:: YOUR INSTRUCTIONS ::
Please print the whole of the listing that follows exactly.

:: RECORDS FOR THE EXERCISE ::
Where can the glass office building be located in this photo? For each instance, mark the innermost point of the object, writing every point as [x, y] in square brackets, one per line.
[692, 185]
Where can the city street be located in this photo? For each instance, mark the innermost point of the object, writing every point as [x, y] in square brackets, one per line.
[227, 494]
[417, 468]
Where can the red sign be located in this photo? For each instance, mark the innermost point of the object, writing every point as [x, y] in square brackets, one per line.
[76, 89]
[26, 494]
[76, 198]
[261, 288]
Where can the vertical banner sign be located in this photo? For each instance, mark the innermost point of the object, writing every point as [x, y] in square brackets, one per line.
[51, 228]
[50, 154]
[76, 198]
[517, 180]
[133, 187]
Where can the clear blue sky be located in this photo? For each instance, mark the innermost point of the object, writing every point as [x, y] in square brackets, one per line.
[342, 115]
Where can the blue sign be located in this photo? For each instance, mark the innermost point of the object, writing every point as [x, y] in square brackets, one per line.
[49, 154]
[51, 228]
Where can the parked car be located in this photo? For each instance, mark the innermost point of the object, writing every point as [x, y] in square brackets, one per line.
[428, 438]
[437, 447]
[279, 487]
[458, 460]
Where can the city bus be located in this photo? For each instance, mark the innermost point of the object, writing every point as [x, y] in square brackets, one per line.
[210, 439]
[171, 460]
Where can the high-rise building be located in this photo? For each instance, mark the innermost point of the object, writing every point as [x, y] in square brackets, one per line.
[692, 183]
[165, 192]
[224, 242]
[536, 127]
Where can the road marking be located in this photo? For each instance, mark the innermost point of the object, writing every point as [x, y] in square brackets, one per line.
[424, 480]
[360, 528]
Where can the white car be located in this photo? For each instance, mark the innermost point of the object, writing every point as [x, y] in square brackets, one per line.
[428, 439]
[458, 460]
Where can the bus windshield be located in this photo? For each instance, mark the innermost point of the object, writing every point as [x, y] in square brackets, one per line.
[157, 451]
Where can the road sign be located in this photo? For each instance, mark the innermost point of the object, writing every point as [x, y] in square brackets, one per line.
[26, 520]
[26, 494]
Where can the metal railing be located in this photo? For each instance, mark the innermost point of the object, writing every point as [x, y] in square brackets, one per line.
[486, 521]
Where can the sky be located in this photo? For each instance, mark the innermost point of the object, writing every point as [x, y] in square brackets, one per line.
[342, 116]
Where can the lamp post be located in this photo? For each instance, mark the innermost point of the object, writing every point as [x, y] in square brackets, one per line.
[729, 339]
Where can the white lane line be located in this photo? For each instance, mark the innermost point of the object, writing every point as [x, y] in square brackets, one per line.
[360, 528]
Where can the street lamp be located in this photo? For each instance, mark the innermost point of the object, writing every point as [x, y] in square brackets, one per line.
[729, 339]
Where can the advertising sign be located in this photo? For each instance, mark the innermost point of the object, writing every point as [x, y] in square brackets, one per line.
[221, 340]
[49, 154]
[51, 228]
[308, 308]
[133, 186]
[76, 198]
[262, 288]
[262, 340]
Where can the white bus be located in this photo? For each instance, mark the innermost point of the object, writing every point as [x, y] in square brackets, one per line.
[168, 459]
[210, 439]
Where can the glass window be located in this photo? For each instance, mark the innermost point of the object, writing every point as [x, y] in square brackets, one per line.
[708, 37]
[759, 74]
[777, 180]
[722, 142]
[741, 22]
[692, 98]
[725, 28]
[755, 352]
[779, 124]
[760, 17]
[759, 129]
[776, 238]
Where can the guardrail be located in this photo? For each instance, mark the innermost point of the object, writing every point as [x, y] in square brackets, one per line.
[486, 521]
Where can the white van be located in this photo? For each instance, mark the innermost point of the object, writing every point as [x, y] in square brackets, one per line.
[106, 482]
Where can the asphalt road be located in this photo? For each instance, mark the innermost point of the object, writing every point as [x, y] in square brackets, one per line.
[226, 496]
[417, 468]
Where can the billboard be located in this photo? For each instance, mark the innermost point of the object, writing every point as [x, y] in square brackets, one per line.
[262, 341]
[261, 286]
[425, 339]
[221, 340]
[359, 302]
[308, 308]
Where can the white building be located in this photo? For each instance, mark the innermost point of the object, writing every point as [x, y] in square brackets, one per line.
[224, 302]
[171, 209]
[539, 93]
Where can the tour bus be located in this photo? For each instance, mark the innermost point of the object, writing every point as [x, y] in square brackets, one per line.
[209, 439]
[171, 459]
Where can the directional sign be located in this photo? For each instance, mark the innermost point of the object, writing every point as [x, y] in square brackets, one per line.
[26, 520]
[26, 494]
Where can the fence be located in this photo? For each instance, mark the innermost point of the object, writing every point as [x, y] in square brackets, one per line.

:: REPLY ::
Where can the glass office building be located in this photo? For each instance, mark the innermost point of the object, writing every point as [x, y] in square brackets, one per line.
[692, 185]
Where can the city street be located in this photo? For each instance, mark the innermost point of the object, writing every point as [x, y] in square brackets, one per line.
[227, 494]
[417, 468]
Where can the red sign be located in this photo? For each instance, mark the innermost point of the object, writing every point as [x, y] in square brackets, one per line.
[76, 89]
[26, 494]
[76, 198]
[261, 288]
Where can the vertical banner sign be located in this photo? For each instance, mark the innermost point of the object, writing every point as [x, y] in square brackets, one per line.
[51, 228]
[50, 154]
[76, 198]
[517, 180]
[133, 187]
Where can the clear blue sky be located in this photo? For each instance, mark the innermost point of the object, writing every point as [x, y] in square brackets, one per line.
[342, 115]
Where can the blue sign be located in this photo? For each instance, mark the innermost point of the object, writing every point as [x, y] in square brackets, one per line.
[49, 154]
[51, 228]
Where can the parked car be located in this photo? For each instance, mark the innermost point of the object, writing every point as [x, y] in square brackets, one per line.
[428, 438]
[437, 447]
[279, 487]
[458, 460]
Where can the city bus be located in this photo? For each instance, mark the innermost point of the object, writing every point as [x, y] in square brackets, one per line.
[210, 439]
[171, 460]
Where can the high-rise building be located in this photo? For each instance, mark the innermost point of the object, writing every point as [x, y] in square brackets, one per line.
[692, 183]
[165, 192]
[224, 242]
[536, 127]
Where can the road marking be located in this photo? For each instance, mark the innermost point of the object, writing every point as [x, y] in square brackets, one per line.
[424, 480]
[360, 528]
Where can the white car be located in this photo? For each instance, mark the innermost point of the object, writing every point as [x, y] in square brackets, one per line.
[428, 439]
[458, 460]
Where can the bus windshield be located in this photo? For each instance, mark the innermost point of the object, writing every point as [x, y] in square brackets, one per line.
[157, 451]
Where can the road sign be located in this photo? For each instance, mark the innermost point of the object, writing every point as [x, y] in square brackets, one per line.
[26, 520]
[26, 494]
Where can the metal railing be located in this photo? For each instance, mark the innermost point of the object, writing every point as [x, y] in square brackets, one per line.
[486, 521]
Where can the sky be located in this photo? For each instance, mark the innermost point of the object, writing every point as [x, y] in square brackets, one per line.
[342, 116]
Where can the lamp post be located in this photo? For each instance, mark the innermost point of the object, writing every point as [x, y] in square brackets, one per line.
[729, 339]
Where can the white lane line be located in this photo? For each instance, mark the innermost point of the object, writing every point as [x, y] in square brackets, one per line.
[360, 528]
Where can the street lamp be located in this photo? For each instance, mark the innermost point of the object, writing every point as [x, y] in square brackets, one per line.
[729, 339]
Where can the advertising sign be located in this photo? For each instance, mark the innermost point of the object, writing every point as [x, y] in square brackets, one per line.
[221, 340]
[49, 154]
[51, 228]
[308, 308]
[133, 186]
[76, 198]
[262, 288]
[262, 340]
Where can the white bus be located in this photo? For each instance, mark the innermost point of the object, writing every point as [x, y] in square brackets, one per line.
[168, 459]
[210, 439]
Where can the glass window be located in this photo? For each instance, mark the innermost point of the object, writing every point as [x, y] in square brackets, one per line.
[708, 37]
[759, 74]
[777, 180]
[722, 142]
[741, 22]
[692, 98]
[725, 28]
[755, 352]
[779, 124]
[760, 17]
[759, 129]
[776, 238]
Where can the guardrail be located in this photo? For each instance, mark the innermost point of the object, writing every point as [x, y] in square brackets, one per line.
[486, 521]
Where can the white van be located in this photo? For each instance, mark the innermost point of the object, writing every point as [x, y] in square brackets, one per line.
[106, 482]
Where can the asphalt road be located in this photo? For each instance, mark the innermost point of the object, writing every point as [x, y] in square brackets, one per line.
[226, 496]
[417, 468]
Where can the billboard be located in this photo? For each instance, mark the innermost point of the object, writing every point as [x, y] in square brackets, one per line.
[262, 341]
[261, 286]
[425, 339]
[221, 340]
[359, 302]
[308, 308]
Where can the white building be located in this photo? For each instance, mark the innermost point of the object, writing every point as [x, y] in square brackets, one per line.
[224, 302]
[171, 209]
[539, 93]
Where can the tour bus be located in this photo? For each instance, mark the innermost point of the object, writing every point as [x, y] in square brackets, one per line.
[209, 439]
[171, 459]
Where can the directional sign be located in this photo? For each instance, mark the innermost point of the object, writing every point as [x, y] in square brackets, one per line.
[26, 520]
[26, 494]
Where can the fence be located in this photo? For each instance, mark the innermost point of the object, writing every point as [x, y] in square brackets, one per line.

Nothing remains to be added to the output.